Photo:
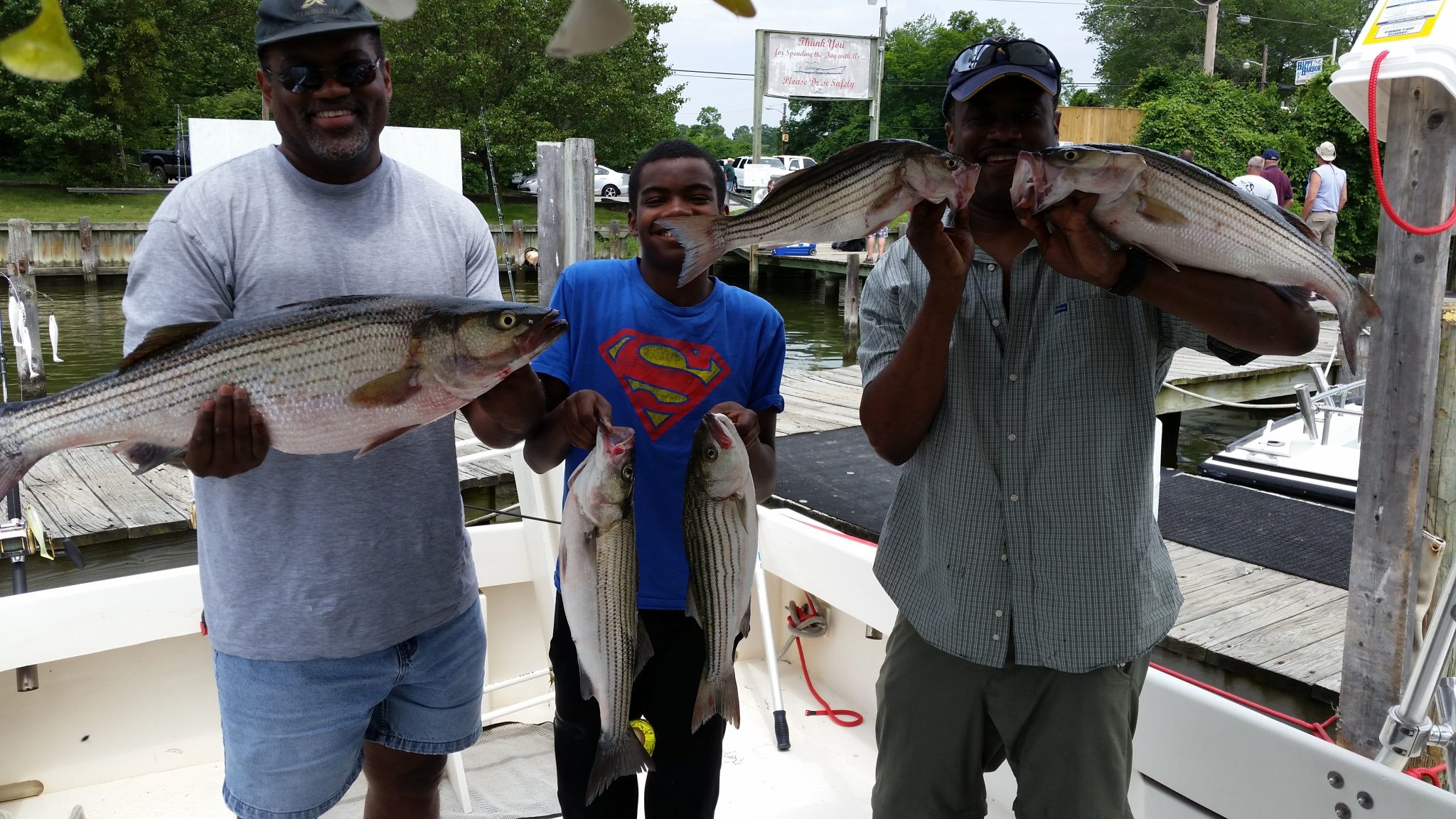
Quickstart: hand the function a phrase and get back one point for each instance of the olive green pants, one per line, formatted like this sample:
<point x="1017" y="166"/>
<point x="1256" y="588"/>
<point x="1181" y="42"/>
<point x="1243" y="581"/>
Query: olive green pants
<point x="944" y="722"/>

#####

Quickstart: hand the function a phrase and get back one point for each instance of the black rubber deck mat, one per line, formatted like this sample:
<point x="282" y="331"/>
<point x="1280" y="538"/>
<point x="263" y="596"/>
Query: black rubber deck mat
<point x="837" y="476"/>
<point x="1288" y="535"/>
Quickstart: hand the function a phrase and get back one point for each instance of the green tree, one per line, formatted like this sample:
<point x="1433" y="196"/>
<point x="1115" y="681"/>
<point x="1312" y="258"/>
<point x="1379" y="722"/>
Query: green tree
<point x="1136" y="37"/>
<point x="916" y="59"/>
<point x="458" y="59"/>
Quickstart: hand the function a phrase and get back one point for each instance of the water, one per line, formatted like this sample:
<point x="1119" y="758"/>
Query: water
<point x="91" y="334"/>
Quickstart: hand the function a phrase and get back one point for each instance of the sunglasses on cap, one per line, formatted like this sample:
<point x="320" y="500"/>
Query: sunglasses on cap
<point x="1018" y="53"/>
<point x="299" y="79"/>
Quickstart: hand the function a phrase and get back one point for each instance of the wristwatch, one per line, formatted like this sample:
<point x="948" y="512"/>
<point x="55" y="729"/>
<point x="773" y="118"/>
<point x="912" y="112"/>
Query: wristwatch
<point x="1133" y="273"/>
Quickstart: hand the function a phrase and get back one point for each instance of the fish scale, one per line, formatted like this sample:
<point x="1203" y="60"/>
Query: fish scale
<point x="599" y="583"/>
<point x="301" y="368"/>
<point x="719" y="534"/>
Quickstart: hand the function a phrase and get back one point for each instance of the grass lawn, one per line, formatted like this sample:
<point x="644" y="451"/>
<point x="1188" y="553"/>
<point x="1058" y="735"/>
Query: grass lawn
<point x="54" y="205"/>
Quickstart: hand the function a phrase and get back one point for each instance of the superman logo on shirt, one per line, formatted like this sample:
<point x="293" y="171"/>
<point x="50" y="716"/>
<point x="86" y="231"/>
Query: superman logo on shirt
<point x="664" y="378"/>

#####

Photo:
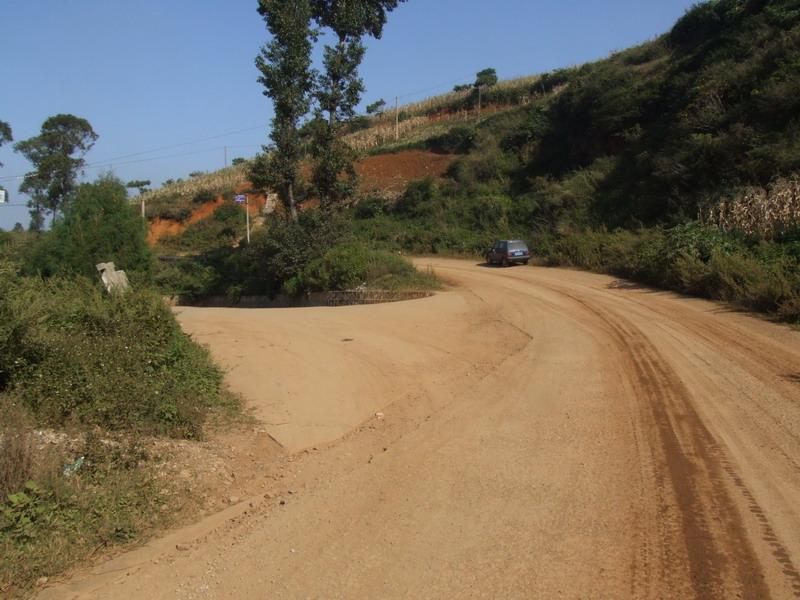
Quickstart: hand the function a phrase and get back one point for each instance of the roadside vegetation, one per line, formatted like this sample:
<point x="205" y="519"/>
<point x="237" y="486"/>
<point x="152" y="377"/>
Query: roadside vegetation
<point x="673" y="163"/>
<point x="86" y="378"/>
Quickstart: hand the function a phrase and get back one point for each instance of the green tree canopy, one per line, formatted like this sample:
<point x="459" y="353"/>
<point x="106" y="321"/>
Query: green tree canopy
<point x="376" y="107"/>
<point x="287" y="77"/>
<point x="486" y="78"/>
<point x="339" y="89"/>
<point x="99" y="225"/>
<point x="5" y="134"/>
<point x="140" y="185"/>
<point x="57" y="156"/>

#####

From the data above, pull out every line that contains the word "black" and copy each one in full.

Quickstart: hand the function a phrase and get back one point for each instance of the black rubber deck mat, one per line, formatted like this sample:
Query: black rubber deck mat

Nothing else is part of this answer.